Brigham Young Cougars guard Haley Steed's comeback from three knee surgeries over the course of her first three years of school might be the most courageous comeback athletic director Tom Holmoe has ever seen.
But as one of eight finalists for the 2012 Nancy Lieberman Award, the 6'4" senior's comeback is more than just a feel good story.
In her first two years back from injury, Steed played off the ball more next to point guard Jazmine Foreman. Nevertheless, Steed led the team in steal percentage and finished the 2010-11 season fourth in the nation in assist to turnover ratio, not far behind last year's Lieberman award winner Courtney Vandersloot.
Now playing her more natural position of point guard during BYU's first season in the WCC, Steed has blossomed into one of the nation's top point guards and emerged as the top distributor on the west coast this season, despite little more national press than the Lieberman Award nomination to show for it.

Exercise set:
A – Answer these questions from the article about Haley Steed:
(i) How many knee surgeries did Steed have during her first three years of school?
(ii) Next to which point guard did Steed play in her first two years back from injury?
(iii) In which conference was BYU playing its first season?
B – Which people, other than Haley Steed, does the article about her name as individuals rather than only as part of a team or award name?
Use only the article about Haley Steed to answer.

Supplied information:
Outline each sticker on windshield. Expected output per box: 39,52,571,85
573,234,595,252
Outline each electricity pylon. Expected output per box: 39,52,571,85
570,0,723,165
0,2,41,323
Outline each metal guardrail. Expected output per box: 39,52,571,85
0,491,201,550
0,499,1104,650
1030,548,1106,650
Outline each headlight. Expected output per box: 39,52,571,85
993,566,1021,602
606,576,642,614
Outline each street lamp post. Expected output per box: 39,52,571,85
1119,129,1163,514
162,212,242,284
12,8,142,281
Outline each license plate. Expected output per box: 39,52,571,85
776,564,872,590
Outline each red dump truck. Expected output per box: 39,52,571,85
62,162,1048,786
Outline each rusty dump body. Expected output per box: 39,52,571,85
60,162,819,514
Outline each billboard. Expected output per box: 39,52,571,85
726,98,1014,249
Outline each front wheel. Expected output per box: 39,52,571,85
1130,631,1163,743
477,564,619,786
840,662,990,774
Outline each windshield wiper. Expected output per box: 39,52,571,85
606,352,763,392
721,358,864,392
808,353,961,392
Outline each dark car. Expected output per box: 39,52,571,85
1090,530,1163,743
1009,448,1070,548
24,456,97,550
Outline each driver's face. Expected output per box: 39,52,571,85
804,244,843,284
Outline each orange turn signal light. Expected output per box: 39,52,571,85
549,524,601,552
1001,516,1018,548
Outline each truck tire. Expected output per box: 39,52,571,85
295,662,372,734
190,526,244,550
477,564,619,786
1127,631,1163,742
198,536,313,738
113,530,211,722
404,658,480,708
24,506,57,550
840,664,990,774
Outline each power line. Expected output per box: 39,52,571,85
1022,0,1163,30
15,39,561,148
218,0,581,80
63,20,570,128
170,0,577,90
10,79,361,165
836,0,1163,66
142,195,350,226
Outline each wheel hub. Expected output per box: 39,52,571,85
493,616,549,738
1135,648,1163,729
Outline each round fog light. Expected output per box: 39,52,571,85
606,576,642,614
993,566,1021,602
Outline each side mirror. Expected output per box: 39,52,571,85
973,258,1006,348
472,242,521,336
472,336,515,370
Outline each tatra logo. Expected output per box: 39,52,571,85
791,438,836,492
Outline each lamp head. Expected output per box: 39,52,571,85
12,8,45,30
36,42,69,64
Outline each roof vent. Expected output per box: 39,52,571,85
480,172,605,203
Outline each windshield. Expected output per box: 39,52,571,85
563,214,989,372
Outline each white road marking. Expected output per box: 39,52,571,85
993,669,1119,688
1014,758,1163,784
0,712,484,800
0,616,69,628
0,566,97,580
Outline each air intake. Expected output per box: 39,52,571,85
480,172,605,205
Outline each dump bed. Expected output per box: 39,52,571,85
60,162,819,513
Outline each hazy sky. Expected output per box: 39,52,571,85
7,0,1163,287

* * *

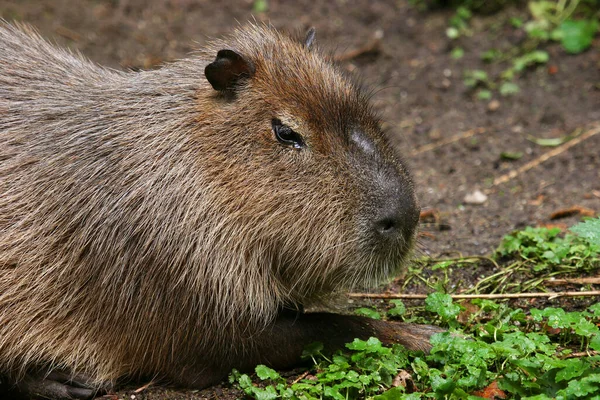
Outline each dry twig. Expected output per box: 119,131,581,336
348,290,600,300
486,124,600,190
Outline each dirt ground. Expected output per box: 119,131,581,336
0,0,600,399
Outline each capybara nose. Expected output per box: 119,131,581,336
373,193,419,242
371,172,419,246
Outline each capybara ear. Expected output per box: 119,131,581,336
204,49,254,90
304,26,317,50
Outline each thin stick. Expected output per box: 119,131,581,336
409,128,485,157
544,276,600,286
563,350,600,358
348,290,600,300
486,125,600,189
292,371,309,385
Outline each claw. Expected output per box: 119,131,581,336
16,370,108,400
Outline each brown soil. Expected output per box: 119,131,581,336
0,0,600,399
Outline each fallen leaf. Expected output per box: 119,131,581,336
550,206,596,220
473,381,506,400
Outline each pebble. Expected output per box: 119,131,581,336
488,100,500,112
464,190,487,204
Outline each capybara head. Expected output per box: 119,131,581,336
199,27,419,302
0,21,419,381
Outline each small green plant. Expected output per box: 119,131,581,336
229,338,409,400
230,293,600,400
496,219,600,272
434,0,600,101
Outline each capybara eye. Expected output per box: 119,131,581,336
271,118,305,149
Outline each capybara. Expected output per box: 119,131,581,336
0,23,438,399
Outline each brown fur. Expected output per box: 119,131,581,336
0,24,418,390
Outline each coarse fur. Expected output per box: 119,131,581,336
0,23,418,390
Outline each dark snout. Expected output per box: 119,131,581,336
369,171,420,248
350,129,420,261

Task results:
A –
(i) Three
(ii) Jazmine Foreman
(iii) The WCC

B – Tom Holmoe, Jazmine Foreman, Courtney Vandersloot